** TEXT EXTRACT **
But i have, on many occasions, observed that when I am talking technology, they somehow picture the pizza base or the chapatti batter. Exchange of knowledge is sometimes explained in terms of osmosis. Knowledge flows from regions of higher concentration to regions of lower concentration, with no change in structure or form. But with the women that I have sampled, the forms gets mutilated. Knowledge gets molested. I mean how does .net translate to chapatti, or java translate to bhujia save. Its alright as long as we have edible items on the translation table. Sometimes I have seen surface computing translate to some embroidered design on a veil. Not having a penchant for science and technology is one thing, but assuming that a microwave and washing machine are interchangeable is stupidity of a totally different level. It is quite difficult to work with some one who thinks that your LCS algorithm has been designed to check the number of broken links on her extra long chain with beads which look like nose pickings from a bull :) . When this train of thought runs through my mind I start seeing sense in rejecting those two girls.

But then again, the train gets derailed. And I look at their extra-cerebral skills, and pity myself. I could use those skills. Technology cannot live in isolation. And I am almost always left thinking that I should have hired the damned girls. :)

Ufff yeh candidates!!

A couple of years back when I was still a fresher and quite young (not that I am old now, but age has a sinister way of catching up), I had the privilege (that is what we considered it then) of conducting an interview along with my manager. The candidate was a smart looking fella, with a neatly tucked in shirt and a 5 page resume and mine looked like a “Job needed” flyer back then, so you can imagine how inferior I felt. After the usual pleasantries my manager pushed the fork right into the meat of the interview and shot question after question. The candidate knocked every question down with a not so fluent but technically impeccable answer. Just when I thought that the candidate would land up the job, the following passed

Manager : What do you think is the role of the blah blah blah in the blah blah blah?

** PROBLEMS **
a – Transcribe the part of the post about interviewing candidates starting with "But then again, the" and going on through "Ufff yeh candidates!!".
b – Revise the lines of the listing starting with the line that contains "point: white hair" and going on through the end of the listing, replacing "innermost" with "most central" and changing nothing else.

** RECORDS SUPPLIED **
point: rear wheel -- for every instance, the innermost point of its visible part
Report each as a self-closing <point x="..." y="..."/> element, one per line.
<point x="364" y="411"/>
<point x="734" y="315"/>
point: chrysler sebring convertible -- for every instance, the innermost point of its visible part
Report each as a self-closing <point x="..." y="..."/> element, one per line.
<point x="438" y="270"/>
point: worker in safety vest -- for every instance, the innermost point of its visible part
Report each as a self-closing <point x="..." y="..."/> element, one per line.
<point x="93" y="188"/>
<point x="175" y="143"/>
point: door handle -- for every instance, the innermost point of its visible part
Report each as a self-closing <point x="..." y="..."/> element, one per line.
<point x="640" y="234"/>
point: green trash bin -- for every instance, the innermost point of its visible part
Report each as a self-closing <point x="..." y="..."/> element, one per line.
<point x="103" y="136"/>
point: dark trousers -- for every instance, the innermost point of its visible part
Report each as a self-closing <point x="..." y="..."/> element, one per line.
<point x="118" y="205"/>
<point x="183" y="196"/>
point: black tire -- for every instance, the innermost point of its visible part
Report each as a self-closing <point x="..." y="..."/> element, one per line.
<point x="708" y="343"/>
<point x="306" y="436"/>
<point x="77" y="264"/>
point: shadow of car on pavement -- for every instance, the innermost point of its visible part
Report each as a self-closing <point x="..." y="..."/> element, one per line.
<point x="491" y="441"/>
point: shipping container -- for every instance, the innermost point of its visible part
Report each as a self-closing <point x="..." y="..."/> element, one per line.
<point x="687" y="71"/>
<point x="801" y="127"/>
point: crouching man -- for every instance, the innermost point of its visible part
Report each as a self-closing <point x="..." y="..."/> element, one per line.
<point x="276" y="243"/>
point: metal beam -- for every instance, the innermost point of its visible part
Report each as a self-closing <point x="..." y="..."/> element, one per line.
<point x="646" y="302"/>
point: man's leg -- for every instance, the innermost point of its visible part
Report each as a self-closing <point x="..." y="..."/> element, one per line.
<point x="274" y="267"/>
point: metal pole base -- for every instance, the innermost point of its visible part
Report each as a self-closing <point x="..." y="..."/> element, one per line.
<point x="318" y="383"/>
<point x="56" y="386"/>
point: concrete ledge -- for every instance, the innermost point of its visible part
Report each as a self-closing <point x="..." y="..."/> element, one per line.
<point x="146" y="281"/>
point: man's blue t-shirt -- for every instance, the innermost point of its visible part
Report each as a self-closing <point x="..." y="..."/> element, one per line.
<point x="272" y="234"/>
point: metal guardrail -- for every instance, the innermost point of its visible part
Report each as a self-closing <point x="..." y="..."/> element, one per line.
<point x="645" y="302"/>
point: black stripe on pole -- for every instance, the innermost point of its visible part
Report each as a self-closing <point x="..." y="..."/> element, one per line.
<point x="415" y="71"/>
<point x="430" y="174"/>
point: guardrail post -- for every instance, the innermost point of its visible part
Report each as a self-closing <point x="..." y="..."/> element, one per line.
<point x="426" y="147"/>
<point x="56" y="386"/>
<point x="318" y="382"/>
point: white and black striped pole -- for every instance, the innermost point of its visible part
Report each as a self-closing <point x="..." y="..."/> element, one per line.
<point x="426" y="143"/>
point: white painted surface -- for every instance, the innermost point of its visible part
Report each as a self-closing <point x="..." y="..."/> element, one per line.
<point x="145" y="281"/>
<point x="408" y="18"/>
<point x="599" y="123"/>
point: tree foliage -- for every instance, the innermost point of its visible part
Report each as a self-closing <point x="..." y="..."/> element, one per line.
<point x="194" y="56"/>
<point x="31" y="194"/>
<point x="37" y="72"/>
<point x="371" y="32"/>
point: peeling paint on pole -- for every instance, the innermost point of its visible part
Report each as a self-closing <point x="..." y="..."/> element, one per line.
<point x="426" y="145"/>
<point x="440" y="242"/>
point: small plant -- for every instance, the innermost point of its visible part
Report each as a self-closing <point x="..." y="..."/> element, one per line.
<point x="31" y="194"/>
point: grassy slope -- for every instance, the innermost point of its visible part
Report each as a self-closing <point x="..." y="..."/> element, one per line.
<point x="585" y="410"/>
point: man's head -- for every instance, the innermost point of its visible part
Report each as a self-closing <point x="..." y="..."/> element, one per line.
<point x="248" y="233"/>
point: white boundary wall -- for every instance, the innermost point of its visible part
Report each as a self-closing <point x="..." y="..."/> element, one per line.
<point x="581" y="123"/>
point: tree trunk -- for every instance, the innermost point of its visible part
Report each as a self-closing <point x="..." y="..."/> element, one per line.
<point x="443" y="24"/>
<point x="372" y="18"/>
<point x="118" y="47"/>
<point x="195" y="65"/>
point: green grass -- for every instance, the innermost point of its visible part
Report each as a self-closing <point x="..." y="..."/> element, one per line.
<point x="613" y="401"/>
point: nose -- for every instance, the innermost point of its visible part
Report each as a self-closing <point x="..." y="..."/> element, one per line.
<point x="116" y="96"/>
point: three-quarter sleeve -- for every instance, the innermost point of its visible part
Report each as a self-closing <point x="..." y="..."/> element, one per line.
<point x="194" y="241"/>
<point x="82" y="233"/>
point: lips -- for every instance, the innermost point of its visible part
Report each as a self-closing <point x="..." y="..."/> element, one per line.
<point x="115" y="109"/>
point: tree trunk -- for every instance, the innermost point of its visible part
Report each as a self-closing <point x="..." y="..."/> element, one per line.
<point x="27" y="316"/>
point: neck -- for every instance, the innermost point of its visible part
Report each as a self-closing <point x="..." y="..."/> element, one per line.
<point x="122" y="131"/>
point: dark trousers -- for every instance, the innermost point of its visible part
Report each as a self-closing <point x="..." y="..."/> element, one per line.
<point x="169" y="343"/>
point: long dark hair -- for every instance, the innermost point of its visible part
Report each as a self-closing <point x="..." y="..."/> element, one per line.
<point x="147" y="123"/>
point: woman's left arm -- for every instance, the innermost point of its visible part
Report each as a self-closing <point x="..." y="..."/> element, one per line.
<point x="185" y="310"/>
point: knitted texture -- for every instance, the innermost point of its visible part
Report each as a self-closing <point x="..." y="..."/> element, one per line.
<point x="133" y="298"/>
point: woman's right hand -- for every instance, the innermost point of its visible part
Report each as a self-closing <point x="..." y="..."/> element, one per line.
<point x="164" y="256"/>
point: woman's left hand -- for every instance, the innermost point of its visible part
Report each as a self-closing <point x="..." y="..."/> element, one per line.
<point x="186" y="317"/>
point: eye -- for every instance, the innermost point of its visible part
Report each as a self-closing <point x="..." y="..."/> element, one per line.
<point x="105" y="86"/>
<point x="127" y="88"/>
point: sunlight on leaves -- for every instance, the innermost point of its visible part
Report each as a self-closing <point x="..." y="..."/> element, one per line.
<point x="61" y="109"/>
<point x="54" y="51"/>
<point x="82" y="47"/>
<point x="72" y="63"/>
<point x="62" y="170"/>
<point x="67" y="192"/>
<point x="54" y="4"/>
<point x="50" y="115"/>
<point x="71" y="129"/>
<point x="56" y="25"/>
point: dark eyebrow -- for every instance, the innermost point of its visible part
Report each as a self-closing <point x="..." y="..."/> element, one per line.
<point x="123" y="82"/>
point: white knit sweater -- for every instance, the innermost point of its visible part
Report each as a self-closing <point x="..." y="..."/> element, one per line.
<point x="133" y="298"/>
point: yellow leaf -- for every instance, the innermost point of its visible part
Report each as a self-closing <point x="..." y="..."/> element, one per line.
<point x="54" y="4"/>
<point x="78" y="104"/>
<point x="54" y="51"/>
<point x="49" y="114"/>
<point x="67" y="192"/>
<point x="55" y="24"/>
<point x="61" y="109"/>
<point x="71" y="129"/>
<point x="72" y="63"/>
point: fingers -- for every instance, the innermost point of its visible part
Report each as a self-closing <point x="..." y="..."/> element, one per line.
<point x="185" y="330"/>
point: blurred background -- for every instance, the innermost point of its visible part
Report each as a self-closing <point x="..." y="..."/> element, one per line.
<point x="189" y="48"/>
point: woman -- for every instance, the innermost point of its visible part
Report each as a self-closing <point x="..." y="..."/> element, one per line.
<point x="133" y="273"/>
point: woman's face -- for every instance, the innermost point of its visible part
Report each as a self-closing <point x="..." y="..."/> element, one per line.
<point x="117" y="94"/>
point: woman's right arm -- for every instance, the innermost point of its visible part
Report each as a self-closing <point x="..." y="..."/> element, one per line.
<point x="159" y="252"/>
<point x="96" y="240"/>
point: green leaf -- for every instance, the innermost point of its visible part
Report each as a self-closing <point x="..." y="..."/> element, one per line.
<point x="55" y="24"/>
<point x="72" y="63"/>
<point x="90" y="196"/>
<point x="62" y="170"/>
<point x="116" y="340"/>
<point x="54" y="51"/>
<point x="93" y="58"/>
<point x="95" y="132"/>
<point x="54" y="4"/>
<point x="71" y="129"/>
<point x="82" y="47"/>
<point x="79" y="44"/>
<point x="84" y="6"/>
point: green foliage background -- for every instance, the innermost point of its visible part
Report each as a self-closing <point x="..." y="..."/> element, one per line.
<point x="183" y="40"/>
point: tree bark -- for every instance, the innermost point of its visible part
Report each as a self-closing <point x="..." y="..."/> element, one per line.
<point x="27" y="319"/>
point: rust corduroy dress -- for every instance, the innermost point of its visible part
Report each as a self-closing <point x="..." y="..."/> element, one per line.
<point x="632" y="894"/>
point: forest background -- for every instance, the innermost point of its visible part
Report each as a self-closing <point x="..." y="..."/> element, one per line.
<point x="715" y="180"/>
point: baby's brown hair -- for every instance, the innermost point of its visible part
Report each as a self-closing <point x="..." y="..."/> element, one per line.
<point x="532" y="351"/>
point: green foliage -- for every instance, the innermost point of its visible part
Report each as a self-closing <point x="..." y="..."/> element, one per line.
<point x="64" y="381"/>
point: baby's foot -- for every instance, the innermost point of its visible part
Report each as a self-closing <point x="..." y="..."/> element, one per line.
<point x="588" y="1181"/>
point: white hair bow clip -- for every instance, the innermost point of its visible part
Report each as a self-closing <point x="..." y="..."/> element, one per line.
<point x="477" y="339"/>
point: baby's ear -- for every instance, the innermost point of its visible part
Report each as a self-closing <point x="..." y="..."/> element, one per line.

** THE RESULTS **
a –
But then again, the train gets derailed. And I look at their extra-cerebral skills, and pity myself. I could use those skills. Technology cannot live in isolation. And I am almost always left thinking that I should have hired the damned girls. :)

Ufff yeh candidates!!

b –
point: white hair bow clip -- for every instance, the most central point of its visible part
Report each as a self-closing <point x="..." y="..."/> element, one per line.
<point x="477" y="339"/>
point: baby's ear -- for every instance, the most central point of its visible part
Report each as a self-closing <point x="..." y="..."/> element, one per line.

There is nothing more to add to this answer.